=== Data provided ===

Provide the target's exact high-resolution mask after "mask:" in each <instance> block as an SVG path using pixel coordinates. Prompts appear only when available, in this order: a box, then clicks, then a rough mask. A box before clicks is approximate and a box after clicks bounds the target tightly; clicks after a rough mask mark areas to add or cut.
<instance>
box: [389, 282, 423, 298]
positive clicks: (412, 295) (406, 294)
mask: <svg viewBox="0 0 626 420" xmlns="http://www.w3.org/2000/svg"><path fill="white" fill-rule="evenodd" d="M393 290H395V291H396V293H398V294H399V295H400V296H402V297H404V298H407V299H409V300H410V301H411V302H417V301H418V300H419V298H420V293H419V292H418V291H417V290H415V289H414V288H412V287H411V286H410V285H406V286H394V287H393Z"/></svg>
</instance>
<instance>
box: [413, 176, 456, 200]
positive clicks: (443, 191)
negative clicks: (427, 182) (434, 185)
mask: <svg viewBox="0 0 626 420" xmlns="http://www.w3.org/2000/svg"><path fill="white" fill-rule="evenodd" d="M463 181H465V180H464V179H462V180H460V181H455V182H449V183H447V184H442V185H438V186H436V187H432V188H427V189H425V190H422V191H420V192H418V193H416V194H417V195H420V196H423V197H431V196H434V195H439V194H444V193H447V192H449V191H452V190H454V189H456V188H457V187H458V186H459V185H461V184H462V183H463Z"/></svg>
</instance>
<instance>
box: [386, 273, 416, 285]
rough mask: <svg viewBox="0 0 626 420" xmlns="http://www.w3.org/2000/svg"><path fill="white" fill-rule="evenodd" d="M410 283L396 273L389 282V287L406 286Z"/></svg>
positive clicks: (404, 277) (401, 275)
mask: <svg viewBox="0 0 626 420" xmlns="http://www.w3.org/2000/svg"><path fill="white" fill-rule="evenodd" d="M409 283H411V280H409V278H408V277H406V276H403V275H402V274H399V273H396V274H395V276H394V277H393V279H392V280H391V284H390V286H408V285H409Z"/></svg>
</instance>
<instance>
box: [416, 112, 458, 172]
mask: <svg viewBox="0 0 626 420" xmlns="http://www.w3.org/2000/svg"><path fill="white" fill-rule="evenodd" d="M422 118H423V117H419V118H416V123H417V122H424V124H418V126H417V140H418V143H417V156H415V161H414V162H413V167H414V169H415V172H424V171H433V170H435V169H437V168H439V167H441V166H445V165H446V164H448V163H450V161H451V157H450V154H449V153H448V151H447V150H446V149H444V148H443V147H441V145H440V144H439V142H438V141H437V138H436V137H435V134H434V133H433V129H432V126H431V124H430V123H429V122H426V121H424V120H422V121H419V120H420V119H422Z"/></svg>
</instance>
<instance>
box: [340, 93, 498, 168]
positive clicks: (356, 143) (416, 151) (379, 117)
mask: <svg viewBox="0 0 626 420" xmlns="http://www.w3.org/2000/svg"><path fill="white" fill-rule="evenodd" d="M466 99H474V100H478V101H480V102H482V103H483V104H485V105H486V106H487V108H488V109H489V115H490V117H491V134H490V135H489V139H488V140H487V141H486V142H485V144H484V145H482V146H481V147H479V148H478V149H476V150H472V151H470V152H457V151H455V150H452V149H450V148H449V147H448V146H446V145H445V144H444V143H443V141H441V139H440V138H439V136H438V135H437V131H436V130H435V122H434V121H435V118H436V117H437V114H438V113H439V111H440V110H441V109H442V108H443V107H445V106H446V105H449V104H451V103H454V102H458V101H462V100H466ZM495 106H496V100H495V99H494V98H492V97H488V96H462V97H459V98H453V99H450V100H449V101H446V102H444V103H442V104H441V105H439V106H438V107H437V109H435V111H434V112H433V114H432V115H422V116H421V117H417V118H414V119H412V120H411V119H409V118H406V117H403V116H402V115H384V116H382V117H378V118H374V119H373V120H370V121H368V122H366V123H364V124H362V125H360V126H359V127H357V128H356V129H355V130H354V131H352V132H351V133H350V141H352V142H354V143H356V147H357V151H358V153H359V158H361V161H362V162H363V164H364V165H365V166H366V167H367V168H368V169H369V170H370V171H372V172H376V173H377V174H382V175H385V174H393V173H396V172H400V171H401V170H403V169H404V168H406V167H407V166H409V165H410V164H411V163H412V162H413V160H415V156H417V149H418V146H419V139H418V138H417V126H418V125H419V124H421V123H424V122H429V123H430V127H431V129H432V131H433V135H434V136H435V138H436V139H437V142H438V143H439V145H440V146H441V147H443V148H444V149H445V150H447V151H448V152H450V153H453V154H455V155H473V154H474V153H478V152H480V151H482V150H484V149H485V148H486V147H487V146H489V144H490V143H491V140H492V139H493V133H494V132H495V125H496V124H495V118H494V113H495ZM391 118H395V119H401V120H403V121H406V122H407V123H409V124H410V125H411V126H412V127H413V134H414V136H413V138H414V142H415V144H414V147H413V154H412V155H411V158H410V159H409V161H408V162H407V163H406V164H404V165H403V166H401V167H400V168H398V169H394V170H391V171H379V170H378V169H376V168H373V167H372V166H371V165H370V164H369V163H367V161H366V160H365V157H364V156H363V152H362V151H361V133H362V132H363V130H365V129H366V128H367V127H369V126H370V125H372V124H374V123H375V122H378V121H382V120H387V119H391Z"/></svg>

===
=== Data provided ===

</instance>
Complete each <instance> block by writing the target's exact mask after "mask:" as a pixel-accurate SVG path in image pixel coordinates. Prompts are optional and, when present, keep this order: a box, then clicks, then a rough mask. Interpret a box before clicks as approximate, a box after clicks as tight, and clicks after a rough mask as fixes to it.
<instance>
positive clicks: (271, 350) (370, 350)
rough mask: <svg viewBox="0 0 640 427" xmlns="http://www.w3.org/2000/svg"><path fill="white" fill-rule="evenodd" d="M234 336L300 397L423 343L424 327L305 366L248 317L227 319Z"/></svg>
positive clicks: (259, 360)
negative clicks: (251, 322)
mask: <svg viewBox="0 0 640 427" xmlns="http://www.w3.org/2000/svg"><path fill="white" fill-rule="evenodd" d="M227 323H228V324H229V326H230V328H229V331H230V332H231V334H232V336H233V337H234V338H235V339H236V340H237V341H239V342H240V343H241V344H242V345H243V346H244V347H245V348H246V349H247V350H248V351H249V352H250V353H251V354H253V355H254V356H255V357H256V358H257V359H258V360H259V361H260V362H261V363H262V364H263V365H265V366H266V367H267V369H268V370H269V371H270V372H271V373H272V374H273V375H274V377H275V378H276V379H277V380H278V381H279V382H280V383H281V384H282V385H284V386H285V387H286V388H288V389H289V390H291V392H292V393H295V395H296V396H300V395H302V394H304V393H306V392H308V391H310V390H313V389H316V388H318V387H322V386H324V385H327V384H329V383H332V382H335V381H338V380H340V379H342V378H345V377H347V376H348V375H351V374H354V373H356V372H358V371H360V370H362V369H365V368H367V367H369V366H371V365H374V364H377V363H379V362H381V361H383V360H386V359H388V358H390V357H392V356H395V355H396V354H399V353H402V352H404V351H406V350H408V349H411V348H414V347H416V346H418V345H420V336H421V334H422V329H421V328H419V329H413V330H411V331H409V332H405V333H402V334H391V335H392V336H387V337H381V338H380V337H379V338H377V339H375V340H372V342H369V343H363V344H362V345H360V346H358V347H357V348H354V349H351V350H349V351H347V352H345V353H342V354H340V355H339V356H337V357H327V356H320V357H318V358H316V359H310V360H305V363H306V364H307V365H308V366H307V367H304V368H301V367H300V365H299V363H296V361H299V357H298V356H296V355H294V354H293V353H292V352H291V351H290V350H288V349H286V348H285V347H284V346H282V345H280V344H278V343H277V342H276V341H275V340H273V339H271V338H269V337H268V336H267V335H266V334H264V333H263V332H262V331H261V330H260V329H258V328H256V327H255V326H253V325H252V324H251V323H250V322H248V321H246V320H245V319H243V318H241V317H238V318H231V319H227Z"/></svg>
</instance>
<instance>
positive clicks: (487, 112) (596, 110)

===

Task statement
Report every row above that contains the string "exact", copying each such row in full. Treat uppercase and lowercase letters as different.

Task response
Provide the target's exact high-resolution mask after "mask:" in each <instance> block as an SVG path using pixel coordinates. Prompts appear only when available, in this order: a box, then clicks, then a rough mask. A box before clicks is approximate and a box after clicks bounds the target tightly; clicks after a rough mask mark areas to add or cut.
Complete each <instance> block by writing the target's exact mask after "mask:" as a pixel-accurate SVG path in image pixel coordinates. Prompts are optional and, when present, keep this order: a box, then clicks, then a rough mask. Interpret a box before clicks as approximate, a box after clicks as tight, and clicks after a rough mask as fixes to it.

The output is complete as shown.